PROBLEM REQUIREMENTS => Pick up the lesson on solving quadratic equations by factoring right after its last sentence and carry it on.

SOURCE EXCERPT =>
This is the easiest method in solving quadratic equation as long as the binomial or trinomial is easily factorable. Otherwise, we will need other methods such as completing the square, or using the quadratic formula.

The following diagram illustrates the main approach in solving quadratic equation by factoring method.


Factoring Method

general concept of using the factoring method to solve quadratic equations


The diagram above suggests the following key points:

  • One side of the equation is just zero.
  • The opposite side should contain the factors of the given polynomial.
  • After the two conditions stated above are met, then it is now OKAY to set each factor equal to zero then solve for the value of the unknown variable.

Direction: Solve the following quadratic equations using the Factoring Method.

1) (x+7)(x-2)=0 See solution
2) -2x^2+6x=0 See solution
3) x^2+3x-10=0 See solution
4) 3x^3-27x=0 See solution
5) x^2+5x+6=20 See solution
6) x^2-x-42=0 exercisesPractice
7) x^2-6x+4=-1 your turnPractice
8) 2x^2+4x-6=0 solve on your ownPractice

Example 1: Solve the quadratic equation (x+7)(x-2)=0 by Factoring Method.

I consider this type of problem as "freebie" because it is already setup for us to find the solutions. Notice that the left side contains factors of some polynomial, and the right side is just zero!

What we need to do is simply set each factor equal to zero, and solve each equation for x.

(x+7)(x-2)=0; x+7=0 or x-2=0; x=-7 and x=2

The answers are x = −7 and x= 2. You may back-substitute these values of x to the original equation to verify if they are true answers. I will leave it to your as an exercise.


Example 2: Solve the quadratic equation -2x^2+6x=0 by Factoring Method.

The left side of the equation is a binomial. That means I can pull out a monomial factor. If you think about it, between the numerical coefficients -2 and 6, I can factor out -2. More so, between x2 and x, I can factor out x. So to find the overall factor (it's like finding the GCF), I will multiply -2 and x to get -2x.

Note, I can also factor out 2x instead of -2x. The final answer should be the same. Try it out!


-2x^2+6x=0; -2x(x-3)=0; -2x=0 or x-3=0; x=0 and x=3

Example 3: Solve the quadratic equation x^2+3x-10=0 using Factoring Method.

Have you factored a trinomial before where the coefficient of the squared term is +1? If not, it is very simple.

To factor this trinomial into two binomials, I need to find two numbers (by trial and error) that satisfy two given conditions:

  • The product of these two numbers is equal to the constant term (last number) which is -10.
  • The sum of these two numbers is equal to the coefficient of the linear term which is +3.


condition #1: multiply two numbers to get -10; condition #2: Add two numbers to get +3


Since the product of two numbers is negative, I know that these numbers must have opposite signs. More so, having a sum of positive number implies that the number with the larger absolute value must be positive.

DATA SECTION =>
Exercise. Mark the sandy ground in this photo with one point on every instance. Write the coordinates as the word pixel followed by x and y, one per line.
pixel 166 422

THE OUTPUT =>
If you work it out mentally, or using paper and pencil to run through possible combinations, the two numbers that can satisfy the given conditions are +5 and -2.

To check, their products (+5)(-2) = -10, and their sum (+5) + (-2) = +3. Works out great!


x^2+3x-10=0; (x+5)(x-2)=0; x+5=0 or x-2=0; x=-5 and x=2

The final solutions are x = −5 and x= 2.

Example 4: Solve the quadratic equation 3x^3-27x=0 using Factoring Method.

Between the coefficients 3 and -27, I can pull out 3. And between x3 and x, I can take out x. Therefore the overall expression that I can factor out is their product: (3)(x) = 3x.

Notice that after I factored out 3x, I am left with a "special" binomial called the "Difference of Two Squares" which is very easy to factor.


express 9 as squared term; x^2-9=x^2-3^2=(x+3)(x-3)

It is always the case that the middle signs will be opposites (see yellow).

Here is the complete solution.

3x^3-27x=0; 3x(x^2-9)=0; 3x(x+3)(x-3)=0; 3x=0 or x+3=0 or x-3=0; x=0, x=-3 and x=3

You should back-substitute to verify that x = 0 , x= 3 and x= -3 are the correct solutions.


Example 5: Solve the quadratic equation x^2+5x+6=20 using Factoring Method.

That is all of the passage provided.